▶ [Task description]: Pick up the article about Hong Kongers considering a move to Britain right after its final sentence and keep it going.

▶ [Provided passage]:
___

Many more Hong Kongers are thinking about moving to Britain | The Economist - "Man-yee Kan of Oxford University surveyed 1,000 Hong Kongers with British National Overseas (BNO) status for the Migration Observatory, a think-tank. She found that just over 6% had already applied to the British scheme or planned to. Since about 2.9m Hong Kongers have BNO status, that implies 186,000 people, plus their dependants. Remarkably, a further 32% were considering it. Some are vague about when they might apply, which suggests they are not serious—at least, not yet. But about 380,000 could apply within the next five years. They are the sort of immigrants any country should be happy to receive. Half of those planning to apply or considering doing so were born in the 1980s or 1990s (BNO status was given only to people born before Britain relinquished control of Hong Kong in 1997). They are more likely to be university-educated than the Hong Kongers who plan to stay, and more likely to be full-time employees. A slight majority are women. Those planning or pondering a move are disgruntled about the governance of Hong Kong. They expect to be freer in Britain, not more prosperous: 63% think their earnings will fall. They are probably right, at least about the short term. Even skilled migrants tend to struggle at first if they come without job offers, and many Hong Kong immigrants are still waiting for National Insurance numbers. A survey in August by Hongkongers in Britain, a self-help group, found that less than a third had found jobs in the country. But their fortunes will surely change. Many of the Asians who fled east Africa in the 1960s and 1970s came with nothing, and took years to find their feet. They ended up better educated than the average Briton, and more likely to hold top managerial and professional jobs."

___

▶ [Recorded data]:
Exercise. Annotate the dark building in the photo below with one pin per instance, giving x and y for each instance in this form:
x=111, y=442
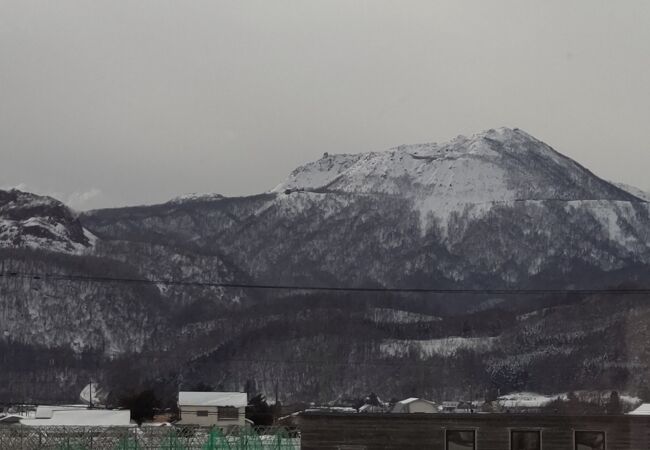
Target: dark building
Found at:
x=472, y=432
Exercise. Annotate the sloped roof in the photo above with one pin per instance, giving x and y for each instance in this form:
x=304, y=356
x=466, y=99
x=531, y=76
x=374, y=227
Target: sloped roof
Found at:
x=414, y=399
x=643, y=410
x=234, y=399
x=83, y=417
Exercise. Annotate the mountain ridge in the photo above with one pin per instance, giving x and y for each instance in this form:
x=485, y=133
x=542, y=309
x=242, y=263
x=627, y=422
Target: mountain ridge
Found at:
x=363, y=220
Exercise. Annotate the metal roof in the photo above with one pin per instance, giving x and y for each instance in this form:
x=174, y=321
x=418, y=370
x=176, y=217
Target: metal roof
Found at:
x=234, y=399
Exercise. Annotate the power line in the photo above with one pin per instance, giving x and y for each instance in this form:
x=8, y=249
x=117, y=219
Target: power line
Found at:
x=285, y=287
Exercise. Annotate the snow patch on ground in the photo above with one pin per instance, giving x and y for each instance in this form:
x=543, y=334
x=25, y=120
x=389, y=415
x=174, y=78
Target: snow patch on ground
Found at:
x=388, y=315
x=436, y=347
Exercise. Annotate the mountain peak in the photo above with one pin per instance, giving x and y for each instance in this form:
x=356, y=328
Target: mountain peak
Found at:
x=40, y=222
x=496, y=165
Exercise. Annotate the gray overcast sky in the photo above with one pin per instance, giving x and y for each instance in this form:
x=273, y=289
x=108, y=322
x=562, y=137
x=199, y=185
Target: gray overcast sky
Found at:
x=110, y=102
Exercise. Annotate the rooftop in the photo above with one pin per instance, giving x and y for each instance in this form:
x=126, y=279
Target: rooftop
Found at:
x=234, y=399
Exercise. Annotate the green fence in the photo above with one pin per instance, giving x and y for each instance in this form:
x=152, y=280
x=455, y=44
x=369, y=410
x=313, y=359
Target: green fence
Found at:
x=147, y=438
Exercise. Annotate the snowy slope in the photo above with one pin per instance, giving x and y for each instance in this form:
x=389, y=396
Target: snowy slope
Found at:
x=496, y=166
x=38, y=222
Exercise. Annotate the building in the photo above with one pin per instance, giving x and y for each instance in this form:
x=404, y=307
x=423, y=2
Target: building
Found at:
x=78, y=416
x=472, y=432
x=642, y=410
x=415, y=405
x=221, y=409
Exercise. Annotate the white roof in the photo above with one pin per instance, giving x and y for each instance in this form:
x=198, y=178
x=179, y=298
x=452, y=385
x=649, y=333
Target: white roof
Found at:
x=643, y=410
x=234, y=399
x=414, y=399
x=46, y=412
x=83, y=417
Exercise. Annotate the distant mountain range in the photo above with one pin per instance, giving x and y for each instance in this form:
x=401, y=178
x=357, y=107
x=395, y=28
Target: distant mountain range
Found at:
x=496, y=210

___

▶ [Exercise output]:
From Dec 2021, before the UK opened BNO to those born after 1997 in Feb 2022
China shills still claim that only those born after 1997 want to migrate to the UK and that those who lived under the British know how bad life was and prefer Chinese rule
Survey finds majority of Hongkongers holding BN(O) visas in UK are university educated, married, don’t plan on coming back | South China Morning Post - "Most Hong Kong residents who successfully applied for a pathway to UK citizenship are university educated, married or in a relationship with children, and have no plans to return to the city, according to a British Home Office survey. The survey interviewed a random sample of 500 British National (Overseas) visa holders living in the United Kingdom last year, and was released on Monday – exactly a year since the scheme was launched on January 31, 2021... Some 88,900 Hongkongers have applied for the visa scheme since its introduction on January 31 last year, of whom 76,176 have been approved... about 96 per cent of successful applicants staying in Britain said they planned to stay indefinitely... most participants, or 61 per cent, were aged between 35 and 54 years old... 14 per cent were aged 55 to 64. The smallest age groups among visa holders were those aged over 65, at 4 per cent... Most survey participants said they were aware that leaving Hong Kong would mean accepting a lower-paying job and changing industries. But about 69.4 per cent said they were financially secure."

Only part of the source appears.